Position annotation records
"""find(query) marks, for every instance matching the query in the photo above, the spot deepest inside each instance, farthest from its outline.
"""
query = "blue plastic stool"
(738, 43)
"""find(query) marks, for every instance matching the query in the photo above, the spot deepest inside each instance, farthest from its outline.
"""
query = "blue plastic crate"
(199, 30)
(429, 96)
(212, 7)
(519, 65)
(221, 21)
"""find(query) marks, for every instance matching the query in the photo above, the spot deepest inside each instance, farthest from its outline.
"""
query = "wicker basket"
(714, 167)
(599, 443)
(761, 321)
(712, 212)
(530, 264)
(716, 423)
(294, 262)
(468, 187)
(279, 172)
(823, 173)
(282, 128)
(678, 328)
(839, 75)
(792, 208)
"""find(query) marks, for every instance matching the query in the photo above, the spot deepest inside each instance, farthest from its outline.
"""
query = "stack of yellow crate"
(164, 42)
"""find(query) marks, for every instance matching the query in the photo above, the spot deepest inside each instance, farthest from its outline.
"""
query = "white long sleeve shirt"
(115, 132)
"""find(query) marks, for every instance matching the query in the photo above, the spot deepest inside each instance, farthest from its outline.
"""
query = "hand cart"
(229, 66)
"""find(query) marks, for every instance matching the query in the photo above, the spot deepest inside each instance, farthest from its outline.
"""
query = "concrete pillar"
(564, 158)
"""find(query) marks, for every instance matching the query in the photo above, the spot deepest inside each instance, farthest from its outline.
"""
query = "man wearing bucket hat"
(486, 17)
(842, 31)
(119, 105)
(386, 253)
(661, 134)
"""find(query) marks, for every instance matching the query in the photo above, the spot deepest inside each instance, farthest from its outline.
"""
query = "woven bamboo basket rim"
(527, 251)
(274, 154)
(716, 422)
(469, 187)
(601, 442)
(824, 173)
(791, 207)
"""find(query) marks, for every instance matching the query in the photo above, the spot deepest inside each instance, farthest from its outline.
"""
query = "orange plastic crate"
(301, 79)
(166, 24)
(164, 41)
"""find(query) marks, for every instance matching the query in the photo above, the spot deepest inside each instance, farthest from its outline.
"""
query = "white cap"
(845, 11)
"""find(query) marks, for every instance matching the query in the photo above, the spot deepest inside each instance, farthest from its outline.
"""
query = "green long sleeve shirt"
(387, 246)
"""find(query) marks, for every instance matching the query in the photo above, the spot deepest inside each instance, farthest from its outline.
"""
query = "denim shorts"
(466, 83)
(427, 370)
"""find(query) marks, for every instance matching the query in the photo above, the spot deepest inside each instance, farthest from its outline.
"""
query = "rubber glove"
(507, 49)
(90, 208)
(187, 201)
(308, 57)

§ **TASK**
Write every line of the material above again, exactly.

§ **SOLUTION**
"""find(query) marks, for every instance matching the query in the photo above, the spot deepest inside each instance, farthest from its outline.
"""
query = "blue plastic stool"
(738, 43)
"""find(query) marks, for every instance matching the query in the photo above, the spot deepest inside each instance, farthest from its outline.
"""
query = "blue plastic crate"
(199, 30)
(429, 96)
(212, 7)
(519, 65)
(221, 21)
"""find(query) marks, for every instance matching the query in the photo above, the spot deepest inside each instance, farthest from its outline.
"""
query = "wicker basket"
(714, 167)
(599, 443)
(761, 321)
(712, 212)
(530, 264)
(716, 423)
(294, 262)
(468, 187)
(279, 172)
(823, 173)
(282, 128)
(678, 328)
(839, 75)
(792, 208)
"""find(query) marks, for every instance matching the query in the photo above, the spot deepest inside each instance, farthest from its outline.
"""
query = "stack of yellow crate"
(164, 42)
"""find(query) marks, for every instance matching the query in the photo above, the spot deepest inside each instance, farthest from its outline.
"""
query = "white long sleeve shirt"
(115, 132)
"""find(query) marks, for every instance matching the query in the photo above, the spot deepest inside each instance, farthest from its outline.
"""
query = "hand cart"
(229, 66)
"""find(query) marks, for every instance matching the query in the photo above, the spot deepest inside each instance, farthest from its outline.
"""
query = "concrete pillar"
(564, 158)
"""find(query) marks, for every instance matching the query in the photo above, the spot deepest inside each instance, farthest from its outline.
"""
query = "man wearing bucket hat"
(486, 17)
(842, 31)
(119, 105)
(386, 253)
(661, 134)
"""find(query) marks, for every instance matching the query in the photo above, the spot deepest inside each instance, farthest from its outline.
"""
query = "woven bamboo basket rim"
(527, 251)
(274, 154)
(716, 422)
(469, 187)
(601, 442)
(824, 173)
(791, 207)
"""find(query) marks, for every instance matching the query in the photo above, the spot deepest inside each instance, farthest from its outline.
"""
query = "orange plastic crate"
(301, 79)
(166, 24)
(164, 41)
"""find(query) marks, for every instance matching the query in the photo above, the spot deepest inside each instance, farthest from its outline.
"""
query = "white cap"
(845, 11)
"""find(query) marks, for every instance matching the query in the photo above, the spot deepest inside each instance, farthest from its outline.
"""
query = "green long sleeve shirt"
(387, 246)
"""find(query) marks, for every instance matching the query in the photo above, the spot deepest inside each instance, farthest from its outline.
"""
query = "denim shorts"
(466, 83)
(427, 370)
"""find(query) marks, for every instance matching the query in the photo above, the spot deepest inside each instance, farthest from its outline.
"""
query = "rubber glove"
(507, 49)
(90, 208)
(187, 201)
(308, 57)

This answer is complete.